## EXERCISE REQUIREMENTS
Nothing but the lines from the one with "Could you please indicate the tree canopy" through the final line of the entries below should be written out, each exactly as given.

## Natural language region descriptions

+ + +

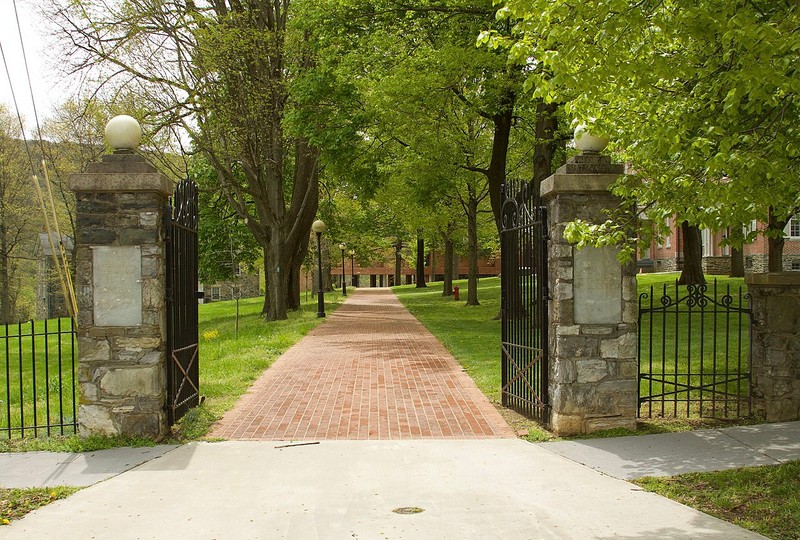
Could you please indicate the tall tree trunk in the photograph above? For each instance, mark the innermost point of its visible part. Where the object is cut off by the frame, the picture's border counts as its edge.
(775, 241)
(472, 243)
(420, 261)
(692, 272)
(5, 293)
(267, 284)
(737, 254)
(398, 262)
(447, 288)
(433, 261)
(327, 280)
(496, 172)
(276, 263)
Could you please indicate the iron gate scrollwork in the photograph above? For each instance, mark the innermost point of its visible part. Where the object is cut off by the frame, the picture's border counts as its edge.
(694, 352)
(183, 374)
(524, 302)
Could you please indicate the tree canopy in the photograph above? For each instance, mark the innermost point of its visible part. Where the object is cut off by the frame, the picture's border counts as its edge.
(700, 97)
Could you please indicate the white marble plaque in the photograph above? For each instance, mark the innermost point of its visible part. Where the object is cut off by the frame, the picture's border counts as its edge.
(117, 275)
(598, 286)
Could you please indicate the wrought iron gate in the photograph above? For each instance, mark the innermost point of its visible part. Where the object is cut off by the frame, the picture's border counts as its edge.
(523, 242)
(694, 352)
(183, 389)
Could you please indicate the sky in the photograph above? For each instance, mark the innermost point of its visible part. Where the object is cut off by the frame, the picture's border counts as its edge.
(43, 75)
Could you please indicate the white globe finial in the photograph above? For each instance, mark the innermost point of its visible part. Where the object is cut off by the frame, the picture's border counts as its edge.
(123, 132)
(587, 142)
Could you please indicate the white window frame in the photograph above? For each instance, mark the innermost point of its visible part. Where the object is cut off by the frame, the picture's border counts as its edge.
(792, 229)
(708, 242)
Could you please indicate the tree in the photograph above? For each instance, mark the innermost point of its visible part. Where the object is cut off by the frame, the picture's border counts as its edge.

+ + +

## OUTPUT OF THE TASK
Could you please indicate the tree canopy in the photograph above? For each instance, mark the innermost point of its visible part. Where the object is cut off by the frame, the picture's border counts as its edge.
(700, 97)
Could you please indicate the white marble plaque in the photograph above? For each instance, mark the innermost point of its visible part. Where the object is cut off by the frame, the picture's border counts as its edge.
(117, 275)
(598, 286)
Could you please indicate the wrought iron gate in the photograph above? For each instance, mark the innermost point of its visible part. Where the object is cut off by the frame, the picture's border counts as its edge.
(523, 242)
(694, 352)
(183, 389)
Could you please indicate the sky in the photograph above? For each instance, mark the innermost point of its visible part. Where the object is cut off by the frame, the picture's border counts as its edge.
(43, 75)
Could you please indicate the white globe finial in the photograph above? For each instance, mark the innermost point of its visible part. Where the object is cut off by the frame, the picture's border counts as its edge.
(123, 132)
(587, 142)
Could you please indicate the white window frame in the photograph above? For each instance, mark the innermost point of its visible part. Where the object is cut off by the frame, the picture's border counts as its edge.
(792, 229)
(708, 242)
Could you please indicate the tree in the photograph above? For each instance, mark the innermost point of its visible part. Where the object is cut off by the frame, the picture's border counts as its edge.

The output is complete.